■ **TO-DO LIST**:
• a. Answer these questions from the NEPA text:
(i) What position does Kristen Boyles hold at Earthjustice?
(ii) In what year was NEPA enacted?
(iii) What is the maximum length allowed for an environmental assessment?
• b. From the NEPA text, copy the passage that starts with the words containing "Federal Lands &" and ends with "bodies or wetlands.".

Putin’s puppet cannot get rid of NEPA without an act of Congress, nor can he simply waive away the decades of court cases laying out how federal agencies must follow the law. That leaves each federal agency to sort out its own process of how it will comply with the interim order. “Every federal agency must still comply with NEPA and they must now do so without the benefit of common, government-wide direction. Agencies must also take time away from their existing workload to revise their regulations. That isn’t going to get any easier as the Trump Administration goes about reducing the federal workforce,” Ruple said. Kristen Boyles, managing attorney at Earthjustice, said that federal agencies in general want to make “the most defensible decisions they can. That’s what NEPA lets them do by habit, by forcing the use of best science, by forcing them to look at alternatives, by involving the public and being transparent.”
Federal Lands & Waters
Oil and gas projects trigger a NEPA review when they require a federal agency to make a decision or involve federal funding. For example, NEPA applies to a decision to lease federal land or offshore waters for oil and gas drilling, or when the Federal Energy Regulatory Commission is asked to approve a natural gas pipeline that crosses state lines. The law also applies to terminals that export LNG and offshore terminals that load oil onto tankers for export. NEPA does not apply to most oil and gas wells drilled on private or state land. It only applies to smaller oil and gas pipelines that do not cross state boundaries if they cross federal land or require a major federal permit because they will affect water bodies or wetlands.
In response to concerns about NEPA reviews taking too long, Congress in 2023 made the most significant changes to the law since it was enacted in 1970. As part of the Fiscal Responsibility Act that raised the debt ceiling, lawmakers implemented time restrictions — two years for an environmental impact statement and one year for a less stringent environmental assessment. They also passed page limits for these documents themselves — 150 pages for an environmental impact statement, or 300 pages for those of “extraordinary complexity.” Environmental assessments now cannot exceed 75 pages. Other changes involved more precise definitions of what kinds of agency decisions trigger a NEPA review and how agencies must cooperate on a joint review.

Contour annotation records
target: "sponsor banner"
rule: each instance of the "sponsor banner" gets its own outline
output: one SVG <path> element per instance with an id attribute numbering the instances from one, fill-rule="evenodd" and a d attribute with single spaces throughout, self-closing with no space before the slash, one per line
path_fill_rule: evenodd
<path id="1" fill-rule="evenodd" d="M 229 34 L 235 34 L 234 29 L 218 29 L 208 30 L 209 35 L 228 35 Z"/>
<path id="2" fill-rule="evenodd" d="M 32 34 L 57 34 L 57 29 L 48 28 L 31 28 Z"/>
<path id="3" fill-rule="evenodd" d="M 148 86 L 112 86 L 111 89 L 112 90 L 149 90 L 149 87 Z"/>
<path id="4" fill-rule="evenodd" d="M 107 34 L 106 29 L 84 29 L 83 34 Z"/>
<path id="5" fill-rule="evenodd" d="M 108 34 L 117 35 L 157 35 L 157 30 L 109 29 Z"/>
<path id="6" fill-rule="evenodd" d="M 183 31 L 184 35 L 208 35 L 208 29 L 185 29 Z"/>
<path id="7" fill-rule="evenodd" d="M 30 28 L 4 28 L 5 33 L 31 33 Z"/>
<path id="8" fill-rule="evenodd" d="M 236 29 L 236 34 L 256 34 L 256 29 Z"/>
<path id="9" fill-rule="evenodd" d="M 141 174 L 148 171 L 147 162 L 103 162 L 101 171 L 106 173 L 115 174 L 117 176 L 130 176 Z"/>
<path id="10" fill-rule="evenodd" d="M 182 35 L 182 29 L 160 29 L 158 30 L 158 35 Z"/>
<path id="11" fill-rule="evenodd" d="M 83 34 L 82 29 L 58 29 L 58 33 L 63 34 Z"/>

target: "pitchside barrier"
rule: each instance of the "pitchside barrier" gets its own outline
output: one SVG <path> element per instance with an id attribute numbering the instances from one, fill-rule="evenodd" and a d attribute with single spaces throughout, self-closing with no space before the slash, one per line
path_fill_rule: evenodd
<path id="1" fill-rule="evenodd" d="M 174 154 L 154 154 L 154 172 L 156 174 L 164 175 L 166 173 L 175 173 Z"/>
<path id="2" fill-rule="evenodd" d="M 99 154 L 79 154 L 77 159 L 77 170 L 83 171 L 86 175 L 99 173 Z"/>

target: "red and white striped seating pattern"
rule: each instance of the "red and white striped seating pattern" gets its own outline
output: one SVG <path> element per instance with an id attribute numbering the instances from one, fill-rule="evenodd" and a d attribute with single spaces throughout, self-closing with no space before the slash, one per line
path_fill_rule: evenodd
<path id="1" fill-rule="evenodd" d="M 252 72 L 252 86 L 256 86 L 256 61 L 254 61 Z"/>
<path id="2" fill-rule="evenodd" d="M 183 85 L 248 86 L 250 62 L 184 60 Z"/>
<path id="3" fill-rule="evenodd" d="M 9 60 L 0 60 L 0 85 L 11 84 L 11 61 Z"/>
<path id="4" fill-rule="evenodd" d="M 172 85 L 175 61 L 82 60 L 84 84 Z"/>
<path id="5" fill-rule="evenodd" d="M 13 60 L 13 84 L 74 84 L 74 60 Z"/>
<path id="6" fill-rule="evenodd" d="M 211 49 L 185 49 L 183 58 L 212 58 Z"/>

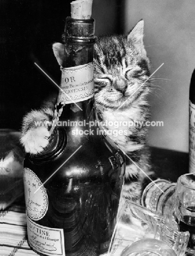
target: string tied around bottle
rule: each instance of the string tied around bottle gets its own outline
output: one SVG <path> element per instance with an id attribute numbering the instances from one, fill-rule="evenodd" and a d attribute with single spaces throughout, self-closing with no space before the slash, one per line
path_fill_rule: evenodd
<path id="1" fill-rule="evenodd" d="M 59 118 L 60 117 L 62 112 L 63 110 L 63 107 L 66 104 L 65 101 L 61 101 L 60 102 L 57 102 L 55 105 L 55 110 L 54 111 L 54 116 L 52 121 L 52 127 L 49 131 L 50 136 L 51 136 L 52 133 L 55 127 L 58 124 L 59 121 Z"/>

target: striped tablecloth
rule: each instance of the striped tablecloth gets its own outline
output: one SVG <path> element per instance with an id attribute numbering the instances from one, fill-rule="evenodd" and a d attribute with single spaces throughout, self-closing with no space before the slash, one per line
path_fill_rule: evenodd
<path id="1" fill-rule="evenodd" d="M 27 240 L 25 199 L 1 213 L 0 256 L 37 256 Z"/>

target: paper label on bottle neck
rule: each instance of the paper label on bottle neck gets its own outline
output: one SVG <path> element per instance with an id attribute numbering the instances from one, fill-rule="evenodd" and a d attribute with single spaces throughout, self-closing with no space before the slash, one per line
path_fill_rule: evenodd
<path id="1" fill-rule="evenodd" d="M 45 188 L 36 175 L 30 169 L 23 170 L 25 201 L 28 216 L 34 220 L 43 218 L 48 209 Z"/>
<path id="2" fill-rule="evenodd" d="M 195 172 L 195 104 L 190 101 L 189 172 Z"/>
<path id="3" fill-rule="evenodd" d="M 64 231 L 39 225 L 27 216 L 28 240 L 34 251 L 44 255 L 65 256 Z"/>
<path id="4" fill-rule="evenodd" d="M 61 68 L 62 78 L 58 102 L 66 104 L 79 102 L 92 98 L 94 94 L 94 66 L 84 65 Z"/>

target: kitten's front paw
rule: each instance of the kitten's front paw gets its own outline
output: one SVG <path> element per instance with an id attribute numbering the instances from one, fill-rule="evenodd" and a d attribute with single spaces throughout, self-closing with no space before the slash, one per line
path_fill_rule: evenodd
<path id="1" fill-rule="evenodd" d="M 36 155 L 41 153 L 48 144 L 49 131 L 46 126 L 30 129 L 21 138 L 27 153 Z"/>
<path id="2" fill-rule="evenodd" d="M 53 117 L 53 111 L 47 108 L 33 110 L 24 117 L 20 141 L 26 152 L 35 155 L 47 147 L 50 137 L 47 125 Z"/>

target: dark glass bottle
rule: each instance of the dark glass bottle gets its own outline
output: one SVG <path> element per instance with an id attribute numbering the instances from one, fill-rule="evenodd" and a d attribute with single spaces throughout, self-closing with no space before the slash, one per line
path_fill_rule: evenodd
<path id="1" fill-rule="evenodd" d="M 67 94 L 71 88 L 80 88 L 82 92 L 85 89 L 82 86 L 92 83 L 87 82 L 92 74 L 81 85 L 77 74 L 82 74 L 81 68 L 87 77 L 84 70 L 89 65 L 90 70 L 93 67 L 94 31 L 93 19 L 66 19 L 62 88 Z M 66 77 L 66 72 L 71 76 Z M 67 89 L 68 78 L 72 81 Z M 41 255 L 92 256 L 108 249 L 125 158 L 93 126 L 96 122 L 93 92 L 92 88 L 85 97 L 81 94 L 81 98 L 75 100 L 79 107 L 59 94 L 58 101 L 66 101 L 59 119 L 61 124 L 66 122 L 65 127 L 56 126 L 44 153 L 26 154 L 24 161 L 28 241 Z M 81 125 L 73 125 L 76 123 Z"/>
<path id="2" fill-rule="evenodd" d="M 195 69 L 190 86 L 189 172 L 195 172 Z"/>

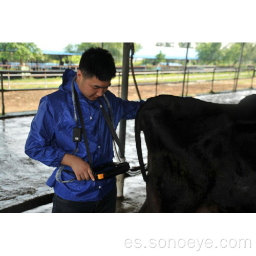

■ **EXERCISE RESPONSES**:
• a.
(i) Managing attorney
(ii) 1970
(iii) 75 pages

• b.
Federal Lands & Waters
Oil and gas projects trigger a NEPA review when they require a federal agency to make a decision or involve federal funding. For example, NEPA applies to a decision to lease federal land or offshore waters for oil and gas drilling, or when the Federal Energy Regulatory Commission is asked to approve a natural gas pipeline that crosses state lines. The law also applies to terminals that export LNG and offshore terminals that load oil onto tankers for export. NEPA does not apply to most oil and gas wells drilled on private or state land. It only applies to smaller oil and gas pipelines that do not cross state boundaries if they cross federal land or require a major federal permit because they will affect water bodies or wetlands.